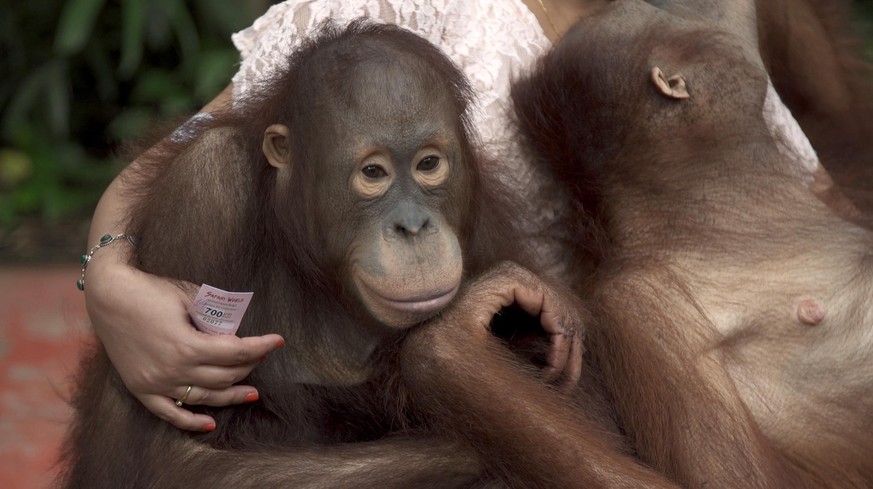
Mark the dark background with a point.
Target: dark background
(79, 77)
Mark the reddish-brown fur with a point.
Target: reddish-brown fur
(212, 210)
(712, 243)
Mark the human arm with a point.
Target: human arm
(150, 339)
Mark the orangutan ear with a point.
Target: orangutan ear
(672, 87)
(277, 145)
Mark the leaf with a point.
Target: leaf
(77, 22)
(180, 18)
(133, 21)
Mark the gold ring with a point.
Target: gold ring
(184, 397)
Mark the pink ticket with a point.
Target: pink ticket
(217, 311)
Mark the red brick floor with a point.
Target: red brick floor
(43, 324)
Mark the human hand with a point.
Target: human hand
(469, 317)
(143, 323)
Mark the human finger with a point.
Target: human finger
(166, 409)
(231, 350)
(215, 376)
(201, 396)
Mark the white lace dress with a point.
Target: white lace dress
(490, 40)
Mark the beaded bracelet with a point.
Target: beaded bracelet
(106, 240)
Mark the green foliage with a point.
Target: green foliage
(81, 76)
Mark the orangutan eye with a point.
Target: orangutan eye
(428, 164)
(374, 172)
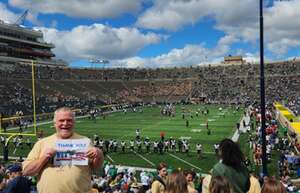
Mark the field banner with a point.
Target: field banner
(71, 152)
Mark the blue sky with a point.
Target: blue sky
(160, 33)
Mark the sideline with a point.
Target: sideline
(188, 163)
(144, 158)
(236, 134)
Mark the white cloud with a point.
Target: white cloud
(98, 41)
(81, 8)
(190, 55)
(237, 19)
(7, 15)
(172, 14)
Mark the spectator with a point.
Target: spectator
(232, 166)
(159, 184)
(220, 184)
(16, 182)
(67, 179)
(271, 185)
(176, 183)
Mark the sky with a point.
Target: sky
(160, 33)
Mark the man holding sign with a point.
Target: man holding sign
(63, 162)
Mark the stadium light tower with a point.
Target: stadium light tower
(262, 91)
(98, 61)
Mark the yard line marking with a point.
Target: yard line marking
(188, 163)
(110, 158)
(144, 158)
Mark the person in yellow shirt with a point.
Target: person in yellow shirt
(64, 178)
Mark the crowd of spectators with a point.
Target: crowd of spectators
(221, 84)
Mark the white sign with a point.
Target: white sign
(71, 152)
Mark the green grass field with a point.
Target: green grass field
(122, 126)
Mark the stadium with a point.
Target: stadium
(141, 117)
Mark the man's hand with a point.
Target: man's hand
(96, 157)
(49, 153)
(93, 153)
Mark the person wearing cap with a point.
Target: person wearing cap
(16, 182)
(159, 183)
(64, 178)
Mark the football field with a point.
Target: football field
(122, 126)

===

▶ [Exercise requirements]: Can you copy every line of the records above word for word, leaving out the picture lines?

▶ [Response]:
Mark the dark background with a point.
Target: dark background
(79, 77)
Mark the reddish-brown fur with a point.
Target: reddish-brown fur
(212, 210)
(712, 243)
Mark the human arm with a point.
Target: human arm
(150, 339)
Mark the orangutan ear with a point.
Target: orangutan ear
(672, 87)
(277, 145)
Mark the leaf with a point.
Target: leaf
(77, 22)
(180, 18)
(133, 21)
Mark the gold ring with a point.
Target: gold ring
(184, 397)
Mark the pink ticket with a point.
Target: pink ticket
(217, 311)
Mark the red brick floor with a point.
Target: red brick floor
(43, 324)
Mark the human hand with a point.
Target: human hand
(469, 317)
(143, 323)
Mark the human finger with a point.
Target: human finger
(166, 409)
(231, 350)
(215, 376)
(201, 396)
Mark the white lace dress with a point.
Target: white lace dress
(490, 40)
Mark the beaded bracelet with a point.
Target: beaded bracelet
(106, 240)
Mark the green foliage with a point.
Target: green foliage
(81, 76)
Mark the orangutan eye with a point.
Target: orangutan eye
(428, 164)
(374, 172)
Mark the field banner with a point.
Target: field banner
(71, 152)
Mark the blue sky with a point.
Target: blue sky
(160, 33)
Mark the sideline with a point.
Target: sideline
(188, 163)
(144, 158)
(236, 134)
Mark the white cloud with a point.
Target: white cloud
(98, 41)
(81, 8)
(190, 55)
(237, 19)
(7, 15)
(172, 14)
Mark the spectator with a point.
Target: spectator
(232, 166)
(159, 184)
(220, 184)
(16, 182)
(67, 179)
(271, 185)
(176, 183)
Mark the sky with a point.
Target: sky
(160, 33)
Mark the man holding sign with a point.
Target: man holding sign
(63, 162)
Mark the stadium light tower with a point.
Target: stadium light tower
(262, 91)
(98, 61)
Mark the yard line marking with a point.
Target: yard line marking
(188, 163)
(110, 158)
(144, 158)
Mark the person in yellow shirt with a point.
Target: person in yellow shirt
(64, 178)
Mark the crowd of spectators with a point.
Target: crowd of spectators
(221, 84)
Mark the white sign with a point.
Target: white sign
(71, 152)
Mark the green grass field with a point.
Target: green grass field
(122, 126)
Mark the stadium with a point.
Target: stadium
(141, 117)
Mark the man's hand with a point.
Target: man's hand
(96, 157)
(49, 153)
(93, 153)
Mark the person wearing cap with a point.
Target: person wearing cap
(16, 182)
(159, 183)
(64, 178)
Mark the football field with a point.
Target: football field
(122, 126)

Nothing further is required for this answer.